Lines of data:
>> BEGIN

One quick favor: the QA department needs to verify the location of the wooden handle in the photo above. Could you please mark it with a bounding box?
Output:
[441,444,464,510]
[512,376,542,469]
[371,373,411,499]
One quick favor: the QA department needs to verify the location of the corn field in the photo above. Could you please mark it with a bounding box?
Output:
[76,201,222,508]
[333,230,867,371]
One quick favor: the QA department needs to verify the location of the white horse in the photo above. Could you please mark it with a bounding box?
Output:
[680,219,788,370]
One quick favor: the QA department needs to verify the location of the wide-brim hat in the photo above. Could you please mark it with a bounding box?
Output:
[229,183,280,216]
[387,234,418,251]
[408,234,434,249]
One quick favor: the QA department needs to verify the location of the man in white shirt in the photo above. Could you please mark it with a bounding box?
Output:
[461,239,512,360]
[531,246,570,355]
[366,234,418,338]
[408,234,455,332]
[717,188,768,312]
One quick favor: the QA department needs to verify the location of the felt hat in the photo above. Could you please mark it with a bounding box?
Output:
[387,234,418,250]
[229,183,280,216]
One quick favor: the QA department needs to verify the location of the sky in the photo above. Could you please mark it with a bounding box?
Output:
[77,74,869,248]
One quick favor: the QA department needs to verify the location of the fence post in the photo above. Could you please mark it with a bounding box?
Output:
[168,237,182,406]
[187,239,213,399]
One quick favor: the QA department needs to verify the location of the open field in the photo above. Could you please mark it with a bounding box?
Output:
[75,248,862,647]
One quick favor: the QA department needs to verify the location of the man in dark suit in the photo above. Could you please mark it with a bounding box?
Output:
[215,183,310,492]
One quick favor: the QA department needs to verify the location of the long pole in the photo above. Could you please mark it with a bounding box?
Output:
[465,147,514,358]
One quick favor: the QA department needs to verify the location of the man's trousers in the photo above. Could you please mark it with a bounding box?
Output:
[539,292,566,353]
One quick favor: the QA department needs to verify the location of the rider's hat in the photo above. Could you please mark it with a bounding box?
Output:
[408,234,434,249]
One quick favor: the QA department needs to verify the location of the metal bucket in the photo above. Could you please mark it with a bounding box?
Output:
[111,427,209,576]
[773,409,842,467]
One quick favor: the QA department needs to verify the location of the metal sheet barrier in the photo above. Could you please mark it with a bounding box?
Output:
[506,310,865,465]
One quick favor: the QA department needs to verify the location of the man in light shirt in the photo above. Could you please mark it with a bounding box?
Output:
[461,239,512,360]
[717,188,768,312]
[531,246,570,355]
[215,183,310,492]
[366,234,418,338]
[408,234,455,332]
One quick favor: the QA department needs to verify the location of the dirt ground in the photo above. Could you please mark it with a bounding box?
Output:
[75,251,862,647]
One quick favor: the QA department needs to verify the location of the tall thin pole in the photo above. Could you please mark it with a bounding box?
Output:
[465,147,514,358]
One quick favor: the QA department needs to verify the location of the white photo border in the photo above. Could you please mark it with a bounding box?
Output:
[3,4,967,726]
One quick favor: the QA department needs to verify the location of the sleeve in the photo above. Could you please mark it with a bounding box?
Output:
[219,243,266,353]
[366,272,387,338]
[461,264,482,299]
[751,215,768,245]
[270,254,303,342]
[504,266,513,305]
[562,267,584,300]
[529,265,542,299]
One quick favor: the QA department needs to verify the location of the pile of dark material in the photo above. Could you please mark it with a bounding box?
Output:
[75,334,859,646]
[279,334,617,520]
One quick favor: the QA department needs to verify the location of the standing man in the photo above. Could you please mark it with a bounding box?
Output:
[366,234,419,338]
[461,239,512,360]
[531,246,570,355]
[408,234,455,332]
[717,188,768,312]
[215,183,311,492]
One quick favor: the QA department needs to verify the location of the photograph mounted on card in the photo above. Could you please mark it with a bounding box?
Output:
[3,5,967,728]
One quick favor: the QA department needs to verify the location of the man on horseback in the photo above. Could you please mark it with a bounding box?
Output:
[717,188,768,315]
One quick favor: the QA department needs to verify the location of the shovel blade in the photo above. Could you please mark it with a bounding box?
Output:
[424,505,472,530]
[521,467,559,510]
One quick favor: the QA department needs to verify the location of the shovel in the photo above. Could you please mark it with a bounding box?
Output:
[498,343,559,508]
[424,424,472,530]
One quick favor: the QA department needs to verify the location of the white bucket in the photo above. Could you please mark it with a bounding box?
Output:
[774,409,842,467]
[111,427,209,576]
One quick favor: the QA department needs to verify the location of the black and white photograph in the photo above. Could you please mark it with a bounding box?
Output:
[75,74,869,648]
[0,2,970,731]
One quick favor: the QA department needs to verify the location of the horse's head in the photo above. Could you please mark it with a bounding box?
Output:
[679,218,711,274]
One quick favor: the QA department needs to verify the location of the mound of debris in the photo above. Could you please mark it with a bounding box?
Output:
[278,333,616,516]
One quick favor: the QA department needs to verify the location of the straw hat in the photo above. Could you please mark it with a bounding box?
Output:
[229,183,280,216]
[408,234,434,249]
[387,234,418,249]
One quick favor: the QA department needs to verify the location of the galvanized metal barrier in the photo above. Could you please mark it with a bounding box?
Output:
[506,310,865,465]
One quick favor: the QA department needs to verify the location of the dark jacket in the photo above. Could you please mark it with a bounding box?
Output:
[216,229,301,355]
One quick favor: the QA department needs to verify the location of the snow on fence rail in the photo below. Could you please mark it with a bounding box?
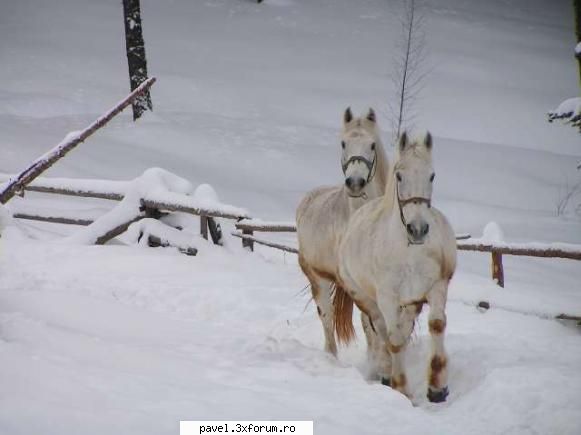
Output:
[232,219,581,287]
[5,175,581,296]
[0,168,249,255]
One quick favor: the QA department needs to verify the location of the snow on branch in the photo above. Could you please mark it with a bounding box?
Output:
[548,97,581,132]
[61,168,248,245]
[0,77,155,204]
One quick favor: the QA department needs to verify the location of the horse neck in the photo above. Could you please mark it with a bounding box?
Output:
[382,165,403,230]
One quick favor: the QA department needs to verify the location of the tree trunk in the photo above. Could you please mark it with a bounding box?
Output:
[0,77,155,204]
[573,0,581,88]
[123,0,153,121]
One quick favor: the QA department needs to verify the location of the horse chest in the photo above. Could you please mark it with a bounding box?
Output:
[390,255,438,304]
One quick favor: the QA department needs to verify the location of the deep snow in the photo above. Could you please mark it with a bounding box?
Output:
[0,0,581,435]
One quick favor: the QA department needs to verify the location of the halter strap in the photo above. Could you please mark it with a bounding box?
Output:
[343,151,377,183]
[395,180,432,228]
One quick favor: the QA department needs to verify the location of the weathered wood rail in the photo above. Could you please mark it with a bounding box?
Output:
[232,220,581,287]
[0,174,250,249]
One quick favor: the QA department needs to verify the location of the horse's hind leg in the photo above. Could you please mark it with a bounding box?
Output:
[427,280,448,402]
[377,292,415,397]
[361,312,391,386]
[311,277,337,356]
[299,255,337,356]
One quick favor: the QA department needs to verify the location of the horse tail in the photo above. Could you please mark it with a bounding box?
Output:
[333,283,355,344]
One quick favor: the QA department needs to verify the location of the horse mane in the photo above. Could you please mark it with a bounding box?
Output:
[342,116,390,192]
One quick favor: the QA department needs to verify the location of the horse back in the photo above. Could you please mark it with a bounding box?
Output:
[296,186,349,273]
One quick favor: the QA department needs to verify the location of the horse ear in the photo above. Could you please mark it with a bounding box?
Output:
[343,107,353,124]
[424,131,433,151]
[399,131,408,153]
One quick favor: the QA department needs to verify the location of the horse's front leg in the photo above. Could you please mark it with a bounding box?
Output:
[427,280,448,402]
[377,293,411,397]
[361,312,391,386]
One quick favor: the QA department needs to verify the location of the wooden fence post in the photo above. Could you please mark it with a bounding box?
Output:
[200,215,208,240]
[208,217,224,246]
[492,250,504,288]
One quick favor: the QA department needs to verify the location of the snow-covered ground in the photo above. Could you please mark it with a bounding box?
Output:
[0,0,581,435]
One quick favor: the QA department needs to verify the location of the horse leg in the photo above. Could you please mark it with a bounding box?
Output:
[377,293,413,397]
[299,255,337,356]
[361,312,391,386]
[311,274,337,356]
[427,280,448,402]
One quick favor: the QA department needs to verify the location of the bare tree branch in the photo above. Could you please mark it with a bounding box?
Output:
[388,0,429,142]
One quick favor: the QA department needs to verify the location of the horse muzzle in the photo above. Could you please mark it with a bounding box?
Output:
[406,221,430,245]
[345,177,367,198]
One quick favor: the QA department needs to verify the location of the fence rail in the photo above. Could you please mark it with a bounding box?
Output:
[5,174,581,294]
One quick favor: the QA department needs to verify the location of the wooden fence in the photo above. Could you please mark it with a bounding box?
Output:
[5,175,581,294]
[0,174,249,250]
[232,220,581,287]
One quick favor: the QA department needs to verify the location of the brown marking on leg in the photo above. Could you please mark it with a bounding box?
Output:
[428,319,446,334]
[387,342,403,353]
[333,284,355,344]
[429,355,448,388]
[414,299,427,316]
[313,267,337,282]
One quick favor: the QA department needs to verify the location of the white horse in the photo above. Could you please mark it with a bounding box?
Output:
[296,108,389,355]
[336,133,456,402]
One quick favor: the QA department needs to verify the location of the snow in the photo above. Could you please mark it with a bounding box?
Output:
[549,97,581,118]
[480,222,504,243]
[0,0,581,435]
[0,174,129,200]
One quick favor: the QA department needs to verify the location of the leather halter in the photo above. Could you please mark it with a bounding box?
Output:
[343,151,377,183]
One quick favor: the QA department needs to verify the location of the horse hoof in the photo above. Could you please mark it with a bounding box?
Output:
[428,387,449,403]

>> END

Goal:
Copy out the items word for word, starting with the line holding "of the weathered" and ending with the line holding "[333,283,355,344]", both of those lines included.

Reply:
One quick favor: the QA department needs to verify the location of the weathered wood rail in the photo above. Could you please mark it with a bounding box?
Output:
[232,220,581,287]
[0,174,250,249]
One quick favor: the QA department needs to verify the location of the horse's hind leg in the photo above. Could you please mark it with a bounding box?
Output:
[427,280,448,402]
[377,292,415,397]
[361,312,391,386]
[311,277,337,356]
[299,255,337,356]
One quick favor: the QA department needs to verify the location of the horse tail in the photo above. Could you please mark it with a bounding box?
Output:
[333,283,355,344]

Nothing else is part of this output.